━━━ DATASET RECORDS ━━━

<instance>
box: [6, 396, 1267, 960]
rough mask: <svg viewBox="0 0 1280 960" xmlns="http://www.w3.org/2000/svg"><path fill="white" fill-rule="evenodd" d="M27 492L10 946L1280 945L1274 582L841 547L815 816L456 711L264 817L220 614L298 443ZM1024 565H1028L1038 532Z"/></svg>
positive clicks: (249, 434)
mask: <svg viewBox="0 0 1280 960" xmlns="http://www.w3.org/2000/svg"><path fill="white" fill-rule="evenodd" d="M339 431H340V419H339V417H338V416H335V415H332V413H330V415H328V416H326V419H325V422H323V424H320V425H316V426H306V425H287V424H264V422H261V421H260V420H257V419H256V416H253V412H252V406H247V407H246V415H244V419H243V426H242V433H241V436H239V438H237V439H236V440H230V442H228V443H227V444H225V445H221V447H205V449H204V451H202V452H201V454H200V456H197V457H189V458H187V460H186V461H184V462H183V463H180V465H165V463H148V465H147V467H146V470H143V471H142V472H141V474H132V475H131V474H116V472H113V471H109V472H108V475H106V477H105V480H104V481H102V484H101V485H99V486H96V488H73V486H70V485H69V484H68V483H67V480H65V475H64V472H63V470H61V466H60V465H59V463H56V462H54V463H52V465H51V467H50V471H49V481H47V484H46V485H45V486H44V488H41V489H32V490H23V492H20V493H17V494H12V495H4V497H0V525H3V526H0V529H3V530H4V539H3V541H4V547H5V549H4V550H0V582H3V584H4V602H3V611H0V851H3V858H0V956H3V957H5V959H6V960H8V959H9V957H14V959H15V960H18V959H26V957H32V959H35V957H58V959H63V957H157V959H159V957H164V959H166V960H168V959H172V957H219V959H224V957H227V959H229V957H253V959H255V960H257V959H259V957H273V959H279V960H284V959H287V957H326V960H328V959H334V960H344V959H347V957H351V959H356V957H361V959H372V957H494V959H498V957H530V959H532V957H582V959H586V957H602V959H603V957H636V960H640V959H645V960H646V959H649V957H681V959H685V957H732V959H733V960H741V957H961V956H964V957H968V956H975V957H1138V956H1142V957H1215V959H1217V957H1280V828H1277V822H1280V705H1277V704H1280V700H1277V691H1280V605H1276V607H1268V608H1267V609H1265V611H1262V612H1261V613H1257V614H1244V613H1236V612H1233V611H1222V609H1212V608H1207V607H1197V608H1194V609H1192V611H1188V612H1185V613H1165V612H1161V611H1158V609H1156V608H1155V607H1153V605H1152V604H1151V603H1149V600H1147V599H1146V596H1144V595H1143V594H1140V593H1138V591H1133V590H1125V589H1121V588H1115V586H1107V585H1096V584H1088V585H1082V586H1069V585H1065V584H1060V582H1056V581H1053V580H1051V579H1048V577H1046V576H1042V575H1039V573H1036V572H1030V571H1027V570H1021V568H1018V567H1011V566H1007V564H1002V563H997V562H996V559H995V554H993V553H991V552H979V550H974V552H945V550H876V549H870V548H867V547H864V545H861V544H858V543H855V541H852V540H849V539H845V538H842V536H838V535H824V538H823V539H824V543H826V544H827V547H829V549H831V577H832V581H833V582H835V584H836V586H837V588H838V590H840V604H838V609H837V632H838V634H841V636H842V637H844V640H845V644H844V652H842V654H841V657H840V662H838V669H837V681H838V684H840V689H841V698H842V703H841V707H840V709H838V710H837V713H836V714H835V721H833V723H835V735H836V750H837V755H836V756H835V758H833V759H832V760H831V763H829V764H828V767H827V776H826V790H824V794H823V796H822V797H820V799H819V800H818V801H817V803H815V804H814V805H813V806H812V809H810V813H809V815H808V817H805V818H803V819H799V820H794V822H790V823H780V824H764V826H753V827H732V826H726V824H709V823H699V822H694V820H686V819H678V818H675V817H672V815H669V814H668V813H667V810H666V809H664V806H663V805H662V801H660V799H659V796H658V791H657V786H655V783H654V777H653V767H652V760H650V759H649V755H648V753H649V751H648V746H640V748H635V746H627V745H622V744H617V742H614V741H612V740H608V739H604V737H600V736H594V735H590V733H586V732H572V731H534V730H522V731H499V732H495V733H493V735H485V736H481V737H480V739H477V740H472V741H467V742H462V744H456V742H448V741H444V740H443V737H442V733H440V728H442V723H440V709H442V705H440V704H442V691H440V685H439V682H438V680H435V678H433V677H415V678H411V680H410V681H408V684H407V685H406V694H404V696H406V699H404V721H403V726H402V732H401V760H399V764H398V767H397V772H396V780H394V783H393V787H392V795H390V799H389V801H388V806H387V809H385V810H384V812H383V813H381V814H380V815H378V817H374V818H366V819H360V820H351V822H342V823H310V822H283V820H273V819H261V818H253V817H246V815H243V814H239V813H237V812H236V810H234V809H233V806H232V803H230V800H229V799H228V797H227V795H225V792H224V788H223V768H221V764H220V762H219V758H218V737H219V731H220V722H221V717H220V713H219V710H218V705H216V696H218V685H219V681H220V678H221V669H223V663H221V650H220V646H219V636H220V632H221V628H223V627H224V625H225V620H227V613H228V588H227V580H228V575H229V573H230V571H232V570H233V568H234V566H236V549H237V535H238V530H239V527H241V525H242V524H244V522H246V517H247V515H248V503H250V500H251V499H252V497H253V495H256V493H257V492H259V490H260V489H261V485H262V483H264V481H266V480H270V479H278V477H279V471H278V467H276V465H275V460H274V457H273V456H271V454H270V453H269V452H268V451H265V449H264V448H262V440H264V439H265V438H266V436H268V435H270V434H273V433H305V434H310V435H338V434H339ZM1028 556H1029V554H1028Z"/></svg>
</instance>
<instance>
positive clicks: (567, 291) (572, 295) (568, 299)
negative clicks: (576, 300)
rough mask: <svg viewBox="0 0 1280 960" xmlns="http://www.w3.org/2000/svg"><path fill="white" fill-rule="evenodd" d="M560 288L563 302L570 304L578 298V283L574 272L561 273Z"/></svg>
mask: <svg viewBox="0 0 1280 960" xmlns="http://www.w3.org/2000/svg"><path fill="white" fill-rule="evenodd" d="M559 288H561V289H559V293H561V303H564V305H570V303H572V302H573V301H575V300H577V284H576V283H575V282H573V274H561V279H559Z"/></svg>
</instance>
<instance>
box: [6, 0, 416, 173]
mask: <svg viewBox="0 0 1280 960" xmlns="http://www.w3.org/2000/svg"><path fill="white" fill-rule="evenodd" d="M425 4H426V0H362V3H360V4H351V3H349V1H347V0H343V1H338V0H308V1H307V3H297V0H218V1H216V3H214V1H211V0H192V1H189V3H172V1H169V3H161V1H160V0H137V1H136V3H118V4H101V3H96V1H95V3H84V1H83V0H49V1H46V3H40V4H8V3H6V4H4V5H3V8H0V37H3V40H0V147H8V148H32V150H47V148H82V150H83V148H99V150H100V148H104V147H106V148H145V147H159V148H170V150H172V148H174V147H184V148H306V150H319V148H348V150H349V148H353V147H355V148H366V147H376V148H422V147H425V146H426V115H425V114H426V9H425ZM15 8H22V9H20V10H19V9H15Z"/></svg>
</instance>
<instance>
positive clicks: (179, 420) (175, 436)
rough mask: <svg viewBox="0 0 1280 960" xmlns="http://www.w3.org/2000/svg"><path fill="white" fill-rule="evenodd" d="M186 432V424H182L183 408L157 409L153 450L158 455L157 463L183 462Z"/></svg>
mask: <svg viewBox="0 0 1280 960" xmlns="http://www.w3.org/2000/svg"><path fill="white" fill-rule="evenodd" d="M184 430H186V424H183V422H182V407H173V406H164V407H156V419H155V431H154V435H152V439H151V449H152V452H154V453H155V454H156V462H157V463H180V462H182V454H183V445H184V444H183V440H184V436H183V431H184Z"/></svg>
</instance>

━━━

* _ACTIVITY_: Look above for the line that holds "432V424H182L183 408L157 409L153", then copy it and each line after it exactly, through the last line of the data.

* _WRITTEN ANSWER_:
rough mask: <svg viewBox="0 0 1280 960" xmlns="http://www.w3.org/2000/svg"><path fill="white" fill-rule="evenodd" d="M186 432V424H182L183 408L157 409L153 450L158 455L157 463L183 462Z"/></svg>
mask: <svg viewBox="0 0 1280 960" xmlns="http://www.w3.org/2000/svg"><path fill="white" fill-rule="evenodd" d="M184 430H186V424H183V422H182V407H173V406H164V407H156V419H155V431H154V435H152V439H151V449H152V452H154V453H155V454H156V462H157V463H180V462H182V454H183V445H184V444H183V440H184V436H183V431H184Z"/></svg>
</instance>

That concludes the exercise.